▶ Problem to work on:
Pull out every line of the listing below that contains the word "flower", and copy each one in full.

[Listing excerpted from a collection]

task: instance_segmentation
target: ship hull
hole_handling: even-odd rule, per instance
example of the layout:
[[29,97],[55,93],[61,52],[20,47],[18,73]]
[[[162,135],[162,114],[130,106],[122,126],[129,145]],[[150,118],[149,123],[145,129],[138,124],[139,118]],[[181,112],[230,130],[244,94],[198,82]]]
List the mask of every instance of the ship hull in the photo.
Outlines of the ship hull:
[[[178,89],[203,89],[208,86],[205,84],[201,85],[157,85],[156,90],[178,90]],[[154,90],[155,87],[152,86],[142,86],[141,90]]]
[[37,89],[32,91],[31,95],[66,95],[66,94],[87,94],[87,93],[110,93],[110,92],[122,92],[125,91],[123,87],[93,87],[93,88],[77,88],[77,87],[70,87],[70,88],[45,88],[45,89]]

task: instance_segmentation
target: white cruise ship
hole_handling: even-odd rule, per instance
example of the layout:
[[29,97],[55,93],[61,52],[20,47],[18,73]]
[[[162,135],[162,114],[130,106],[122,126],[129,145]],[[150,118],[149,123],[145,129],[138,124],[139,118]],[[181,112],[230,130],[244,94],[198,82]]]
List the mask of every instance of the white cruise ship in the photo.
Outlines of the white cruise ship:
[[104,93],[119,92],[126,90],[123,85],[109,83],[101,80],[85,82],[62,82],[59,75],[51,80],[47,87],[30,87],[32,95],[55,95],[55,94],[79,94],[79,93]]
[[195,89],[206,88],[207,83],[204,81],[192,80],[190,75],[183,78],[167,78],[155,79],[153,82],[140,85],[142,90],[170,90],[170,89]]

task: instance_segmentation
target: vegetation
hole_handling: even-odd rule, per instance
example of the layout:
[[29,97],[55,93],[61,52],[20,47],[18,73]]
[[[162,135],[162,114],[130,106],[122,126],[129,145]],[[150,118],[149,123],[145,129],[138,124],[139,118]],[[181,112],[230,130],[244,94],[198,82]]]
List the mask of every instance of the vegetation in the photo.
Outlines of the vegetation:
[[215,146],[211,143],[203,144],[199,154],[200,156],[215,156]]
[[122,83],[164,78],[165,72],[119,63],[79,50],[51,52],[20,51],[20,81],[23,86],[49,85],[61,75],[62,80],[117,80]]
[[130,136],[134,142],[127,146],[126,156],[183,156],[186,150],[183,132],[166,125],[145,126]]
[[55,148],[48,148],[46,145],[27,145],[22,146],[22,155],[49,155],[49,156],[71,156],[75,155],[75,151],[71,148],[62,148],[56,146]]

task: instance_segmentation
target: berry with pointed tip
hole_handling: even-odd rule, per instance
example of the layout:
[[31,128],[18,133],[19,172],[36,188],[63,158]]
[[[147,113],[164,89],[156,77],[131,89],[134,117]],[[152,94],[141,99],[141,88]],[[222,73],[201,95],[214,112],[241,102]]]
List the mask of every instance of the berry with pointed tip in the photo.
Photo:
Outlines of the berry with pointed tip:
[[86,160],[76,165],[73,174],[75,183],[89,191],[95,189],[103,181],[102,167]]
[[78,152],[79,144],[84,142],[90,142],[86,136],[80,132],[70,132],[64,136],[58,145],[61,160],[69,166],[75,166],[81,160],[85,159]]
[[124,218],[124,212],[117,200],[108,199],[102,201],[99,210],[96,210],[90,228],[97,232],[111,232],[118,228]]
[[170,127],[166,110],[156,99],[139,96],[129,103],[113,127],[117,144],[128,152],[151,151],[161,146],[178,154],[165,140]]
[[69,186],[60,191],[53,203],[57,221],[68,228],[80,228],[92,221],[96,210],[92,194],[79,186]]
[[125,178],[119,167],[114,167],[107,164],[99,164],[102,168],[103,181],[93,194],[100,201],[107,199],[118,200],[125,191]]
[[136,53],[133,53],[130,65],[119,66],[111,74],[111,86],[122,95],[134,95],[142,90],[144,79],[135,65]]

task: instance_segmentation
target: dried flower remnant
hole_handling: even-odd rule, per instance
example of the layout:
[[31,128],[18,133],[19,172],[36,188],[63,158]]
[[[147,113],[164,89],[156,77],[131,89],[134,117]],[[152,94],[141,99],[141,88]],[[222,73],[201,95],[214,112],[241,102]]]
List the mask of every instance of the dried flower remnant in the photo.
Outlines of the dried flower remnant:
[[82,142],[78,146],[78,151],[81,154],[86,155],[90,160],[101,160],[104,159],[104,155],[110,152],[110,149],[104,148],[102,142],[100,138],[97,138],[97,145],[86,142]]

▶ Solved exercise:
target: dried flower remnant
List the mask of every instance of the dried flower remnant in the photo.
Outlines of the dried flower remnant:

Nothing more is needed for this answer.